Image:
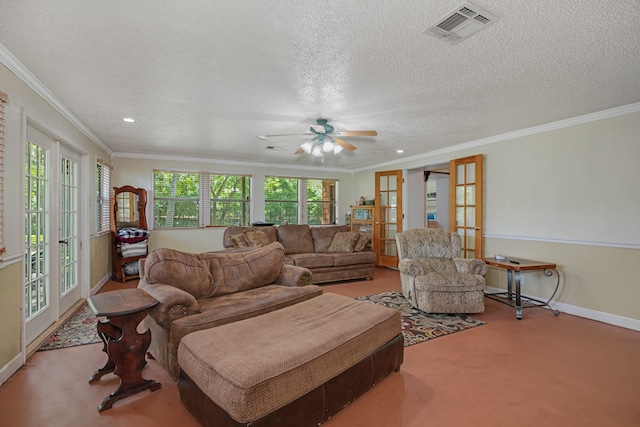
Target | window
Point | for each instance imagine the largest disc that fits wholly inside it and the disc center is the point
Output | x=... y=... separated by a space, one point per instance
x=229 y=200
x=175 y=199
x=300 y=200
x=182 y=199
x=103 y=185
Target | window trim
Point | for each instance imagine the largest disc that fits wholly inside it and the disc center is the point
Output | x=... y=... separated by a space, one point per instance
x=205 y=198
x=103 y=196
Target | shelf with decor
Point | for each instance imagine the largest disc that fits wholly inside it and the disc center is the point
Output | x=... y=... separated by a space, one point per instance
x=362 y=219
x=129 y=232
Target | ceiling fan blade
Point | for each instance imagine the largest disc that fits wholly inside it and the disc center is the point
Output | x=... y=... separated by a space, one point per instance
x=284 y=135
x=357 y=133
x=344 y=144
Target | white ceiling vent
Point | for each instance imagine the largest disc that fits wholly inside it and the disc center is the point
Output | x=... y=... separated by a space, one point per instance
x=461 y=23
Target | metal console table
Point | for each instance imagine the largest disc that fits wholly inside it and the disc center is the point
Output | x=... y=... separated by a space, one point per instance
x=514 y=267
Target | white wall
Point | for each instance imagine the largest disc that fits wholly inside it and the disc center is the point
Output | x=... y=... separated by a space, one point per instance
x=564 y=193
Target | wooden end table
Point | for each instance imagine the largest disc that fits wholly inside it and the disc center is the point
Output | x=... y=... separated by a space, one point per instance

.....

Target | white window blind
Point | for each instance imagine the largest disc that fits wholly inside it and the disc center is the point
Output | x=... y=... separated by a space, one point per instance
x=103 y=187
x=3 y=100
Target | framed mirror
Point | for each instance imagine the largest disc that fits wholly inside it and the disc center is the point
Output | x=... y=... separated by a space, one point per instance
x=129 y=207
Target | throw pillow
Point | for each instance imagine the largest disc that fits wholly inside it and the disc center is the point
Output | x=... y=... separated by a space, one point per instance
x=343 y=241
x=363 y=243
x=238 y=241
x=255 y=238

.....

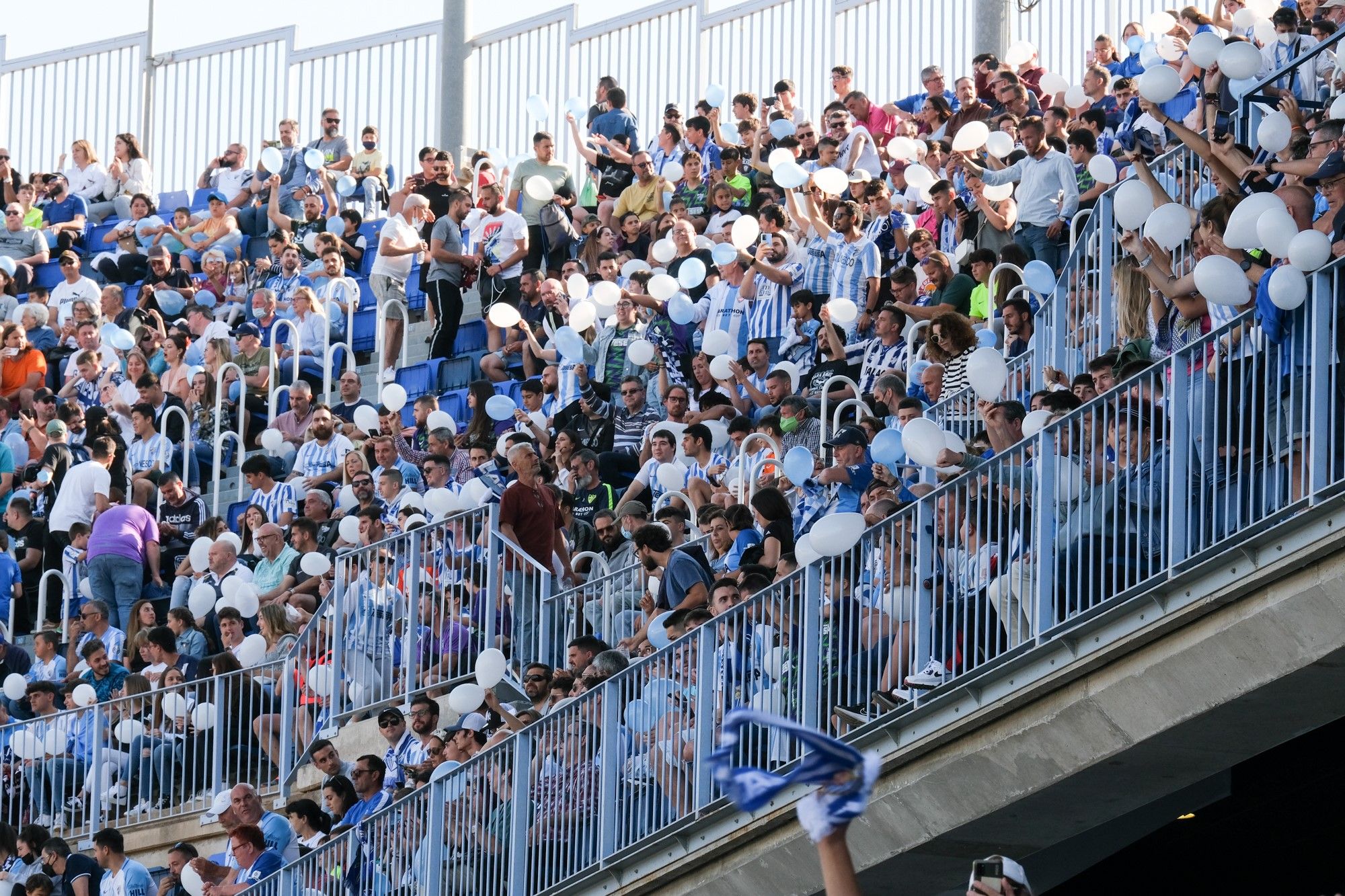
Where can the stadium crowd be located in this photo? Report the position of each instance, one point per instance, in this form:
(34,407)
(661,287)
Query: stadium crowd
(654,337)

.....

- [Try it]
Each line above that contains the word "Target" should be copied.

- [Your solution]
Target | window
Target | window trim
Target | shelf with decor
Target | ceiling fan blade
Target | white ceiling vent
Target | metal console table
Target | white wall
Target | wooden end table
Target | white window blind
Target | framed mirror
Target | throw pillow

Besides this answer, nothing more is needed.